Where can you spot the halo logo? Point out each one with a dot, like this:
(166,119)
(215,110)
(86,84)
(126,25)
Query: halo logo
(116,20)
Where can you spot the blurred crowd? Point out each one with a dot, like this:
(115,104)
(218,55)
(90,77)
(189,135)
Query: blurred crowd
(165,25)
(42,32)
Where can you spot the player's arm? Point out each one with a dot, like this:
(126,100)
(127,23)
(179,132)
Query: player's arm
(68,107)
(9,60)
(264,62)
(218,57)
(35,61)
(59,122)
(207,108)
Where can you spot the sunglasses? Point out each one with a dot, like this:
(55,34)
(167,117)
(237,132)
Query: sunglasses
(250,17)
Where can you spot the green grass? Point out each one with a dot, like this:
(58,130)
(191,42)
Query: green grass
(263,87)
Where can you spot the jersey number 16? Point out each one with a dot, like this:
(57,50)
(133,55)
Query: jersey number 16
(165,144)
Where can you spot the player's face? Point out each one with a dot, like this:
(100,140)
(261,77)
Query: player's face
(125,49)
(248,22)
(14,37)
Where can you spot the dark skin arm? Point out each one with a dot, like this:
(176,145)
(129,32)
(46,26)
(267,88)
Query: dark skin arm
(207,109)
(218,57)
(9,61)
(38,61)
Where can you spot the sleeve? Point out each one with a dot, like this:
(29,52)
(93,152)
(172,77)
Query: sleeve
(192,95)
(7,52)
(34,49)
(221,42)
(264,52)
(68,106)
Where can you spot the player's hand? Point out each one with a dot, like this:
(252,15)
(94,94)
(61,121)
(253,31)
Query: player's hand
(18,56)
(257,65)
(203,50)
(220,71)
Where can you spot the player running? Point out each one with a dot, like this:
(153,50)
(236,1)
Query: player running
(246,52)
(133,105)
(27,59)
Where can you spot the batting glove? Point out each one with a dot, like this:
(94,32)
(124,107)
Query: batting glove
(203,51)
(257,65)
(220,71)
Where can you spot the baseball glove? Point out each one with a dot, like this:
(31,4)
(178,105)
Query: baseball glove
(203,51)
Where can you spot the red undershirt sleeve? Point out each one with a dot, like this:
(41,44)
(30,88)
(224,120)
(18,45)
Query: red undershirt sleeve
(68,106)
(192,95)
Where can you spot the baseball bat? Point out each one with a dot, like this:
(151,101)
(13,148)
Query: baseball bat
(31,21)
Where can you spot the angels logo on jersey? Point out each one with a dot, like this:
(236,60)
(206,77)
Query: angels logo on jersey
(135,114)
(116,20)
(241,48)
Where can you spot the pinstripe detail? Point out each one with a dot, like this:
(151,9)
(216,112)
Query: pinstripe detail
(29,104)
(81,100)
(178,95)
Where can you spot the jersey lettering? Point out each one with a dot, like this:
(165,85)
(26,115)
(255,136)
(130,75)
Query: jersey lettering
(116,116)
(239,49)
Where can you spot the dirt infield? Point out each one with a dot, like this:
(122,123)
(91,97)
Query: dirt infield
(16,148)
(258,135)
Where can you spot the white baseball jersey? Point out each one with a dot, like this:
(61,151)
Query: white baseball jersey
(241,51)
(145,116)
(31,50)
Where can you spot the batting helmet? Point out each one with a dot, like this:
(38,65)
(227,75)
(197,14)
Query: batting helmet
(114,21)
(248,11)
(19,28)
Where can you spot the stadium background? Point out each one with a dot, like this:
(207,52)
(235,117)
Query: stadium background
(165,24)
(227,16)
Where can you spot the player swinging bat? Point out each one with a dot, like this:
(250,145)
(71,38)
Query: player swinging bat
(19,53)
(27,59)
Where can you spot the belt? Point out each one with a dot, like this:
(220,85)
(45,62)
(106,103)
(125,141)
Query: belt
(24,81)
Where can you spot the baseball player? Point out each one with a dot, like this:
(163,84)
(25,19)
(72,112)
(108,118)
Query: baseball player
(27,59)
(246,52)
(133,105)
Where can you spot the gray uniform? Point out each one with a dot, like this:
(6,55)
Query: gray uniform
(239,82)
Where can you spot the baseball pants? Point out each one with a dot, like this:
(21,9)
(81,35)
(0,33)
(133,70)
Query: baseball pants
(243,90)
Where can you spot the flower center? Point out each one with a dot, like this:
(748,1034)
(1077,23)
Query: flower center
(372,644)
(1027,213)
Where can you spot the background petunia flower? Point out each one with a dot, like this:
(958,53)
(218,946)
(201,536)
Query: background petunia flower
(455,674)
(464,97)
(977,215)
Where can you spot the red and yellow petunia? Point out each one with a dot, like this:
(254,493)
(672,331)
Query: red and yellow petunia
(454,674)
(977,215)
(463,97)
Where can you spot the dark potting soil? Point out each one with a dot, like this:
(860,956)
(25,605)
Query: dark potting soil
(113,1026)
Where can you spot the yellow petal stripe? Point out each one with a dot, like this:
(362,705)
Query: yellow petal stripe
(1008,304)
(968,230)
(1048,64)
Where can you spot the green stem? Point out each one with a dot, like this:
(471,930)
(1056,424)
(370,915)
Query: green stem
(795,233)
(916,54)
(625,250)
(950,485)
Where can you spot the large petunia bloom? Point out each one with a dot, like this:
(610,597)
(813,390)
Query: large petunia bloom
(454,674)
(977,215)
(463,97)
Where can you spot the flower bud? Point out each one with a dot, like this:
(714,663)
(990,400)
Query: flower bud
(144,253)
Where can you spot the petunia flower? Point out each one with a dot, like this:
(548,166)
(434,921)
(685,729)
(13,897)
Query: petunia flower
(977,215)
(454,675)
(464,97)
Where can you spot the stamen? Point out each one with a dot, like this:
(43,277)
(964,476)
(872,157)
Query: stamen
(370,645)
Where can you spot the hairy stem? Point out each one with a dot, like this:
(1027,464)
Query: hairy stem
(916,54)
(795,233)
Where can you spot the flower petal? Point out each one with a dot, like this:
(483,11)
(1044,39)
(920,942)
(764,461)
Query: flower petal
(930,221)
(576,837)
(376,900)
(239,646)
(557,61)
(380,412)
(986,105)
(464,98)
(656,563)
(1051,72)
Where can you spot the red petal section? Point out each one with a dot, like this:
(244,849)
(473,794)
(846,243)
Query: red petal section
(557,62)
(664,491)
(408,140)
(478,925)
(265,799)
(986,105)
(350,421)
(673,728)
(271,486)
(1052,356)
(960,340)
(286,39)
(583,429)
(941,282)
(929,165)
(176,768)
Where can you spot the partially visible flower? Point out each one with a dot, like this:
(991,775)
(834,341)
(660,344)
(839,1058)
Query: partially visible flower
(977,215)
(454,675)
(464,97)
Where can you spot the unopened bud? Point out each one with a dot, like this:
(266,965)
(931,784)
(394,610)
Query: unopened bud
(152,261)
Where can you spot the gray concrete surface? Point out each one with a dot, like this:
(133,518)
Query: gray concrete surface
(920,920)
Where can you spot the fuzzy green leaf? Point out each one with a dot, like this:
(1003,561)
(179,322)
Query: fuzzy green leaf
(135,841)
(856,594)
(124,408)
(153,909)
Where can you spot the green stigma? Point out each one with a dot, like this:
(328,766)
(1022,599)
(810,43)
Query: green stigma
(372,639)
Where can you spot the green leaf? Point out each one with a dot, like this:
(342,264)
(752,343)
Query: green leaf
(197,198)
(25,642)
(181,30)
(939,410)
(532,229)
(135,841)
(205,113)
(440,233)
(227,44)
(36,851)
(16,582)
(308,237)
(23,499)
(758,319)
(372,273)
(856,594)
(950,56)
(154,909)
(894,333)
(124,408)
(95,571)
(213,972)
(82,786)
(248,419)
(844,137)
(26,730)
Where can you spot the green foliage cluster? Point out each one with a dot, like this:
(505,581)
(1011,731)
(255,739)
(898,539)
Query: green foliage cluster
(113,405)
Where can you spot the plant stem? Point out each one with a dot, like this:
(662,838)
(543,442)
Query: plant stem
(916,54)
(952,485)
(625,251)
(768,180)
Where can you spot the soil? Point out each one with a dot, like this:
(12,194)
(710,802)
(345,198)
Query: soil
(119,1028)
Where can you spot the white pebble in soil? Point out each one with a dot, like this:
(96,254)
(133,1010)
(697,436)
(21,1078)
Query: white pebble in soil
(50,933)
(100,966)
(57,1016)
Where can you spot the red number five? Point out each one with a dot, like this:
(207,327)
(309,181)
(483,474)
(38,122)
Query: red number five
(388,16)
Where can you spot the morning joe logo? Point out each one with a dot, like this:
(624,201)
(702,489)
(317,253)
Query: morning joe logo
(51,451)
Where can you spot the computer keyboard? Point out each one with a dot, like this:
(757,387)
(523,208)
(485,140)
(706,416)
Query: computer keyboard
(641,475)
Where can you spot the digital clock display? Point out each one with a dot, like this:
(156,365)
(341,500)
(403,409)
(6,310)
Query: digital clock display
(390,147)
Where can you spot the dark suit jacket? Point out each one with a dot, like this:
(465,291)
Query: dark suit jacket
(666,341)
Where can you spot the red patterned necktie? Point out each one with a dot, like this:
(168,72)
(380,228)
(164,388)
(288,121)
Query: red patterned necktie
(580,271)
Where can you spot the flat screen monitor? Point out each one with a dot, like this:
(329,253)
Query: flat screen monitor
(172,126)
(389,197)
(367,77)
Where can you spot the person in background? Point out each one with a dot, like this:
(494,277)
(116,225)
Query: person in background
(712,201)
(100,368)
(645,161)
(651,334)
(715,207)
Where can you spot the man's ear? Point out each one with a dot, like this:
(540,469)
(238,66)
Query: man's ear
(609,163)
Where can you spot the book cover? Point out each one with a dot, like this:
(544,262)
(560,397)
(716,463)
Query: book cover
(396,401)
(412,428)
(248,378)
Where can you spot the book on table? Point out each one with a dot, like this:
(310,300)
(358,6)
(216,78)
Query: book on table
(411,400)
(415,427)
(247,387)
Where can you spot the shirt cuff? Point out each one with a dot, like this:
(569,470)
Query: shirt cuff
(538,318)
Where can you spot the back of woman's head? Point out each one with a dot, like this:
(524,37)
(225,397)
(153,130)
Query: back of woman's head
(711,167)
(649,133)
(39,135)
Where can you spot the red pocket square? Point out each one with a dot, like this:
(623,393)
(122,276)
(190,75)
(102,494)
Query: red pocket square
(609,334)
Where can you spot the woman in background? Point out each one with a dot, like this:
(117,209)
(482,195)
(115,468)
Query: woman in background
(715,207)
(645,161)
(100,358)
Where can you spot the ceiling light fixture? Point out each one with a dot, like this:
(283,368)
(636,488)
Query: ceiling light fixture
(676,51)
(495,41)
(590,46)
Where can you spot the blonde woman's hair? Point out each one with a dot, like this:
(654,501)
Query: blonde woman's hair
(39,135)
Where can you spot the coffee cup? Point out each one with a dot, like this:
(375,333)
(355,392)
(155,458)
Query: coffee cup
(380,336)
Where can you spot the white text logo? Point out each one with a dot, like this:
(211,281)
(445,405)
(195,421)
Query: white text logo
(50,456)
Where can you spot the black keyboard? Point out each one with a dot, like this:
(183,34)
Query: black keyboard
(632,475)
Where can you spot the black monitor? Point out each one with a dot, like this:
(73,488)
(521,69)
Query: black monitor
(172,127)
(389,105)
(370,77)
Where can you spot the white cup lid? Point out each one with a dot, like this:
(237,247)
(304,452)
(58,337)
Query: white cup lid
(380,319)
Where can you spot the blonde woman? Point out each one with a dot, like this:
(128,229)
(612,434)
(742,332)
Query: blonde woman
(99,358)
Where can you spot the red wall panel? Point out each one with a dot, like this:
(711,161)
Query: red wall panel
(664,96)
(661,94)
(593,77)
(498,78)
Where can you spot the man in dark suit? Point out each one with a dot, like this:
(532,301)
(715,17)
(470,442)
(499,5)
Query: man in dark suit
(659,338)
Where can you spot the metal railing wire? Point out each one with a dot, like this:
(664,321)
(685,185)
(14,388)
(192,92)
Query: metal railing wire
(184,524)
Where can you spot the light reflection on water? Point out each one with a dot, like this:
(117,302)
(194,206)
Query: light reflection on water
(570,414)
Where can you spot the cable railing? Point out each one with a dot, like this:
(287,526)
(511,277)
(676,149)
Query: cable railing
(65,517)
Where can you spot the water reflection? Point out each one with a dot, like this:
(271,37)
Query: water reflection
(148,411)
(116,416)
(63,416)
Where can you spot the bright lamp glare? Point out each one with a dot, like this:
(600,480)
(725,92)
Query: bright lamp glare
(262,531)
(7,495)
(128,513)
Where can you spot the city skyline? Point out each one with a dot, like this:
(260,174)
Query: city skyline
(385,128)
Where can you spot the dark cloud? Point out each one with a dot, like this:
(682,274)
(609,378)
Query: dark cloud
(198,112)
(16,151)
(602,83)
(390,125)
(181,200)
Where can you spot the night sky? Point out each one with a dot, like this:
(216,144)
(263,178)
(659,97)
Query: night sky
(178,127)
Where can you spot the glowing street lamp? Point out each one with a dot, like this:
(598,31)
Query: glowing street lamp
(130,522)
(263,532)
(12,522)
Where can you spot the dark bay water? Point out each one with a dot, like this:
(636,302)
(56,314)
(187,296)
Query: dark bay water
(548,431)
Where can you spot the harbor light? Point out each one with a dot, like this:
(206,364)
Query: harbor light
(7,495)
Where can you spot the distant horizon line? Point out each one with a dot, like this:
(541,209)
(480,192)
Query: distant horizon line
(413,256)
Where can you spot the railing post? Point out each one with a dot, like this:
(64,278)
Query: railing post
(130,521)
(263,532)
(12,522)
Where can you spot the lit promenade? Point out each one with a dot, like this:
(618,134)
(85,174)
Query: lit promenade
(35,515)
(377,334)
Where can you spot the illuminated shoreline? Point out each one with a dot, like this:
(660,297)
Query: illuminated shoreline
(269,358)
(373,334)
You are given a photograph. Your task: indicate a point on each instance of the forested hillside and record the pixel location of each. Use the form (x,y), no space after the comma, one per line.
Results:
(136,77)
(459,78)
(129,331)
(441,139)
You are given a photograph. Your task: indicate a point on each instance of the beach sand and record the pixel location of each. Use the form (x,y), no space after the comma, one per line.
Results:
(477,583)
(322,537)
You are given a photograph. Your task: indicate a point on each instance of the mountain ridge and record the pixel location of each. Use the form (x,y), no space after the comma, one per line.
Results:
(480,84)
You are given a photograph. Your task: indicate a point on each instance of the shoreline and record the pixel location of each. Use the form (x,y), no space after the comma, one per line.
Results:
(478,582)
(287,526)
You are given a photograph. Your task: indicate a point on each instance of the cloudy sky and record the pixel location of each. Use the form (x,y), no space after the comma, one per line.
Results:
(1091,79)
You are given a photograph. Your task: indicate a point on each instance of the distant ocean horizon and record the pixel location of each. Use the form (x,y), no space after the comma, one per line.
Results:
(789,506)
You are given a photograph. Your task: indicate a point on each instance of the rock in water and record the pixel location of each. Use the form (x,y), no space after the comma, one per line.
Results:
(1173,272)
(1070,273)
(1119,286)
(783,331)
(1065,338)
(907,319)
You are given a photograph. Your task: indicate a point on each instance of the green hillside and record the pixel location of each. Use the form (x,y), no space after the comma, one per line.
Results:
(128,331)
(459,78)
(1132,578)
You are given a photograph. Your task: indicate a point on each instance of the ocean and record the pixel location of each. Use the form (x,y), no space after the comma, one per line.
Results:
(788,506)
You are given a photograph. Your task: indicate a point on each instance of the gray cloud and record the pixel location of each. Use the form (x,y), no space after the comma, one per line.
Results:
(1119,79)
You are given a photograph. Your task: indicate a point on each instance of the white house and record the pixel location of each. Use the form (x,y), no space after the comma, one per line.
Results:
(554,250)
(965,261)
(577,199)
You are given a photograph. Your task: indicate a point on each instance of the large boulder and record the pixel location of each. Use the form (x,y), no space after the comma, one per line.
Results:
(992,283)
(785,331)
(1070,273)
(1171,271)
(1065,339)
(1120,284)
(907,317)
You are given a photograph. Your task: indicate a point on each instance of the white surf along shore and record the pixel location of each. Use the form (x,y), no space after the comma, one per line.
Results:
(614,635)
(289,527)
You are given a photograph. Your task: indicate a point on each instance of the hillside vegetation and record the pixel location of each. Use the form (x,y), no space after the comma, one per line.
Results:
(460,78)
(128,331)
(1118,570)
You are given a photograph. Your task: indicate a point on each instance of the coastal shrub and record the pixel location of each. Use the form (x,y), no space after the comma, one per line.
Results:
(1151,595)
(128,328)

■ ■ ■ ■ ■

Would you copy each line of the records that contains "ocean"?

You are given a photograph. Your task: indicate a point on each instance of the distant ocean horizon and record the pixel location of each. Use the form (x,y), no space after the comma, one per line.
You are given a photograph. Your task: indicate a point on each instance of the ocean and record the pixel location of each. Use the form (x,y), no space after the comma, one per line.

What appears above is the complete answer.